-- Seu objetivo --
No texto sobre a saudação "bom dia, senhora", com que idade a pessoa que narra ouviu o cumprimento mais marcante?

-- Trecho para leitura --
Dito com ambiguidade, o cumprimento elimina as barreiras de qualquer contexto, formal ou não.
- Bom dia, senhora, o que tem o menino?
Ao lado de um filho, toda mulher envelhece e todo cabelo natural acaba na mira da desconfiança.
- Bom dia, senhora, bom trabalho.
Quando ouvida no início da jornada, a saudação tem gosto de hierarquia e muitas vezes de desigualdade e injustiça em relação ao potencial de cada pessoa.
- Bom dia, senhora, não pode ficar aqui.
A saudação pode assumir uma aparência de cordialidade para em seguida mostrar as garrinhas de autoridade. E, muitas vezes, de autoritarismo.
- Bom dia, senhora, tenha a bondade.
Saudar também pode ser uma acolhida.
- Bom dia, senhora. Pois não.
Cumprimentar pode ser um convite ao diálogo.
Mas o mais marcante "bom dia, senhora" ouvi aos vinte e seis anos. De repente, não apenas percebi que a juventude acabava, como entendi o conceito de lugar social - ainda que o espaço que ocupemos seja transitório, precário, efêmero. Quando entramos pela porta da frente e não pegamos o elevador de serviço, somos senhoras, independentemente da idade. Entramos na engrenagem geradora de desigualdades, de discriminações, de castas, que como efeito colateral reitera o machismo, o racismo e o classismo da nossa sociedade. Querendo ou não, somos figurantes desse teatro de horrores.
Talvez tenham sido as férias, consteladas de pessoas gentis (e servis), talvez tenha sido uma comédia chilena hilária, com cuja protagonista me identifiquei totalmente - pelo mau humor, pela ironia, pela acidez -, talvez tenha sido a memória de um país em que as pessoas sorriem para não perderem o emprego: a verdade é que eu sentia falta de casa. Sentia saudade da vendedora de poucas palavras, com a resposta pronta (nem sempre acomodante), e capaz de mandar o cliente embora para cumprir o horário do fechamento da loja. Sentia falta de quem acha que o cliente nem sempre tem razão e me dá bom dia livremente. Apesar disso, sei que aqui também, neste lugar que escolhi e que amo, a liberdade rareia e a submissão avança, seguindo a onda da grosseria, do medo, do ódio e da percepção de que agregar-se aos que sobem com a escada rolante do populismo oferece vantagens pelas quais vale a pena perder a reputação, os valores e um pouco da própria identidade.
P. S. A comédia chilena se chama "Se busca novio... Para mi mujer" (Chile/Argentina, 2017), de Diego Rougier. Trata-se do remake de uma versão argentina rodada em 2008 por Juan Taratuto, e que possui também uma versão mexicana, realizada em 2016 por Enrique Begne.

Algumas linhas:

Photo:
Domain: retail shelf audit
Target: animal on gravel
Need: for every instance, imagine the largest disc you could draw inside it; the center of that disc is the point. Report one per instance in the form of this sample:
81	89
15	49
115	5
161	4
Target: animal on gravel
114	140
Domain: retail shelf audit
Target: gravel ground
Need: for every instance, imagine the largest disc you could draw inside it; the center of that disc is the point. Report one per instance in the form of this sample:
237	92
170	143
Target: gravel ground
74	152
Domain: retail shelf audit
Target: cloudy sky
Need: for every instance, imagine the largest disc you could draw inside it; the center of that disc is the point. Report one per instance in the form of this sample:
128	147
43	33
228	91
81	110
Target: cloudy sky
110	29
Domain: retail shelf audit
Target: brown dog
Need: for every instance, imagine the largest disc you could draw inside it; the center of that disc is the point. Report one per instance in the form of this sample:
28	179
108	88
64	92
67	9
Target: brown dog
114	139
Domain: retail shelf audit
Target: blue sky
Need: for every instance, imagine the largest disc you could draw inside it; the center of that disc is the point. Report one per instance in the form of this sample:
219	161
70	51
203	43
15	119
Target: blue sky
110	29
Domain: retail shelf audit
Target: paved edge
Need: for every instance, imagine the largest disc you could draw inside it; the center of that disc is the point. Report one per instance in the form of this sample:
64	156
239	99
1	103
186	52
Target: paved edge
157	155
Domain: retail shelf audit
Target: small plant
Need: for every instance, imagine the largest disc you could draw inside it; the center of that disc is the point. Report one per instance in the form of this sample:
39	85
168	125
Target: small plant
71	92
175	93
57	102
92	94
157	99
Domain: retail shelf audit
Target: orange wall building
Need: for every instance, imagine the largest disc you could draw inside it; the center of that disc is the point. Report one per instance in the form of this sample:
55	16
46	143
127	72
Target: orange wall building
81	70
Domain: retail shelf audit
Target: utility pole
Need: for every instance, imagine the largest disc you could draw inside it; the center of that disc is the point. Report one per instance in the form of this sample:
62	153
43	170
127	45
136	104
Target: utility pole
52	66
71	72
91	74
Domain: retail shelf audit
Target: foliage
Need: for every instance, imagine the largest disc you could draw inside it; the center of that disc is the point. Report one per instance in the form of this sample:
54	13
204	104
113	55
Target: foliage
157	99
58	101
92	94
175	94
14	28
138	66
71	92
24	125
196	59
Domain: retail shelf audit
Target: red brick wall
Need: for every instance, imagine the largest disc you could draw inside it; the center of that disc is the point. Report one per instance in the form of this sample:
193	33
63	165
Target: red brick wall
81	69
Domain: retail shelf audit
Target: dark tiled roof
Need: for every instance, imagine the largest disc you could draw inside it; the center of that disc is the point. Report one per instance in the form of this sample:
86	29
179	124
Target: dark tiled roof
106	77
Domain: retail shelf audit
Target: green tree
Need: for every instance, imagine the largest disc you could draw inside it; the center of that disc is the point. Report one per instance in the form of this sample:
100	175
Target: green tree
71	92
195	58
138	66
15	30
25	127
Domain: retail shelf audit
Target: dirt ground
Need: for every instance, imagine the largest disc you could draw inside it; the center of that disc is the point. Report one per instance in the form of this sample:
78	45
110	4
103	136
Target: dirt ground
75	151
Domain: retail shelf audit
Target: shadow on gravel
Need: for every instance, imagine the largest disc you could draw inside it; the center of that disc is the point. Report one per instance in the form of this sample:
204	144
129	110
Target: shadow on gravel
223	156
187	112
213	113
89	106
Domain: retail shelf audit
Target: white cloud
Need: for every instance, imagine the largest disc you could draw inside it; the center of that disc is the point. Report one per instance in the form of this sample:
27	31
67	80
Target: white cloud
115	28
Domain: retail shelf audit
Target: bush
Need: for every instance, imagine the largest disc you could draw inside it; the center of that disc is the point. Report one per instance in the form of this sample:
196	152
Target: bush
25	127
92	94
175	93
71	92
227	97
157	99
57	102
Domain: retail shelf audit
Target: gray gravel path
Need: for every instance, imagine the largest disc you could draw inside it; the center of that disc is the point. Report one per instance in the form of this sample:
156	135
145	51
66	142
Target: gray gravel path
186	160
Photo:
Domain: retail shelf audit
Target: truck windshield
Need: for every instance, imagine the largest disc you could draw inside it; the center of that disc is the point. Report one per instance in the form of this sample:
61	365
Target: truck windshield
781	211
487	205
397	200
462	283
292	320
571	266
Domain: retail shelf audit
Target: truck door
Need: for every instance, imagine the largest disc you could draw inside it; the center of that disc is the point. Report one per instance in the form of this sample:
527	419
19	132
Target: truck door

-- Resposta ao exercício --
Aos vinte e seis anos.